Write down exactly the lines from the one with "Where can the pink" to the end of the data, first and last included, and no others.

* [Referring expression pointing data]
======
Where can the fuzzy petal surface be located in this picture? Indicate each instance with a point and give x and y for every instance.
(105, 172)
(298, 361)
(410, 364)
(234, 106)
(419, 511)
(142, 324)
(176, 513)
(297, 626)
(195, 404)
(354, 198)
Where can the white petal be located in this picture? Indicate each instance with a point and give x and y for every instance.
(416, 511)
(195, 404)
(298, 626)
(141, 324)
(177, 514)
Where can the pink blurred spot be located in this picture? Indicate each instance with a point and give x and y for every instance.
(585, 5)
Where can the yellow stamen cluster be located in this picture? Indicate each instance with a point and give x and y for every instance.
======
* [RESULT OF THE TASK]
Where can the pink blurred spot be located in this picture? Indicate each instance with a point and give x and y for every instance.
(585, 5)
Where can the yellow stamen cluster be located in this picture? Indicate each instance with a point and give x and y for every instance.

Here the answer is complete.